## READING PASSAGE
↓

Optionally, store the scraped data in a file or database (to ease sharing the data with others). To do so, export the scraped data to either a JSON file or a MongoDB database.

In [9]:
# Create a Beautiful Soup object

# Retrieve the parent divs for all articles
results = soup.find_all('div', class_='list_text')

# Create an empty list to store the dictionaries
headlines = []

# Loop through the text elements
# Extract the title and preview text from the elements

for result in results:
    # scrape the article title 
    title = result.find('div', class_='content_title').text.strip()
    
    # scrape the preview text
    preview = result.find('div', class_='article_teaser_body').text
    
# Store each title and preview pair in a dictionary
# Add the dictionary to the list
    headlines.append({'title':title,
                      'preview':preview})


    # Export data to MongoDB
# ---------------------------------------------------------------------
    # Dictionary to be inserted into MongoDB
    post = {
        'title': title,
        'preview': preview,
    }

    # Insert dictionary into MongoDB as a document
    collection.insert_one(post)

In [10]:
# Print the list to confirm success
print(json.dumps(headlines, sort_keys=False, indent=4))

[
    {
        "title": "NASA's InSight 'Hears' Peculiar Sounds on Mars",
        "preview": "Listen to the marsquakes and other, less-expected sounds that the Mars lander has been detecting."
    },
    {
        "title": "NASA to Reveal Name of Its Next Mars Rover",
        "preview": "After a months-long contest among students to name NASA's newest Mars rover, the agency will reveal the winning name \u2014 and the winning student \u2014 this Thursday. "
    },
    {
        "title": "All About the Laser (and Microphone) Atop Mars 2020, NASA's Next Rover",
        "preview": "SuperCam is a rock-vaporizing instrument that will help scientists hunt for Mars fossils."
    },
    {
        "title": "Air Deliveries Bring NASA's Perseverance Mars Rover Closer to Launch",
        "preview": "A NASA Wallops Flight Facility cargo plane transported more than two tons of equipment \u2014 including the rover's sample collection tubes \u2014 to Florida for this summer's liftoff."
    },
    {
  

In [11]:
browser.quit()

↑

## STATED TASK 1
Count the lines in the rows that contain the string "every", treating case as significant. Give only the number.
The rows are unrelated to the scraping code above.

## MATERIAL
↓

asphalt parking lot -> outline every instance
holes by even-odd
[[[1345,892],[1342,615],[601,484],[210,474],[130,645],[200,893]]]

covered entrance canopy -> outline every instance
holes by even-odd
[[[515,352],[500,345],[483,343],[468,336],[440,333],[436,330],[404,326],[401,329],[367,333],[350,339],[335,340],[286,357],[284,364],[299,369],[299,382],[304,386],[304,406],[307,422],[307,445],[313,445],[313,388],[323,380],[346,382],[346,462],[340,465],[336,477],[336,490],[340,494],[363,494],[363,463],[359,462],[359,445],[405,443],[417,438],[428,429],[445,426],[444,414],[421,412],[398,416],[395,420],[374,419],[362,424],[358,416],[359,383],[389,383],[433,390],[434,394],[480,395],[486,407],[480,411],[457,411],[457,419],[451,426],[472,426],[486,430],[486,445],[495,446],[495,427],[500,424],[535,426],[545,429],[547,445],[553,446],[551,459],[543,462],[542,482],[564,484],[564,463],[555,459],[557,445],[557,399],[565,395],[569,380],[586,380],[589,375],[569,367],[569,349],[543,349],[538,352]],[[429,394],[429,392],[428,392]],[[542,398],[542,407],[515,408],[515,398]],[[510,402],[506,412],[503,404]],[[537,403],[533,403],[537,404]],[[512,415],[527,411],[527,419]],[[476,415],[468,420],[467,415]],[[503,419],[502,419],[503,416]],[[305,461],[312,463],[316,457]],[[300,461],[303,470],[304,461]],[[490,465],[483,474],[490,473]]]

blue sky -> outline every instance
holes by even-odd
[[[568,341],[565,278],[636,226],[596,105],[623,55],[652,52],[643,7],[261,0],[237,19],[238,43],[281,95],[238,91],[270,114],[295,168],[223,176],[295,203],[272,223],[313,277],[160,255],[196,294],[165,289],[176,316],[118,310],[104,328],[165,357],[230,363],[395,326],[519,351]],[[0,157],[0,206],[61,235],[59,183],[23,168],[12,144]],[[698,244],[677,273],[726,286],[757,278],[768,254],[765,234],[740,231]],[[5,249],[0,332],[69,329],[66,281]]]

↑

## STATED TASK 2
According to the Mars news scraping code, which two options does it name for exporting the scraped data?

## EXPECTED ANSWER 1
3

## EXPECTED ANSWER 2
A JSON file or a MongoDB database.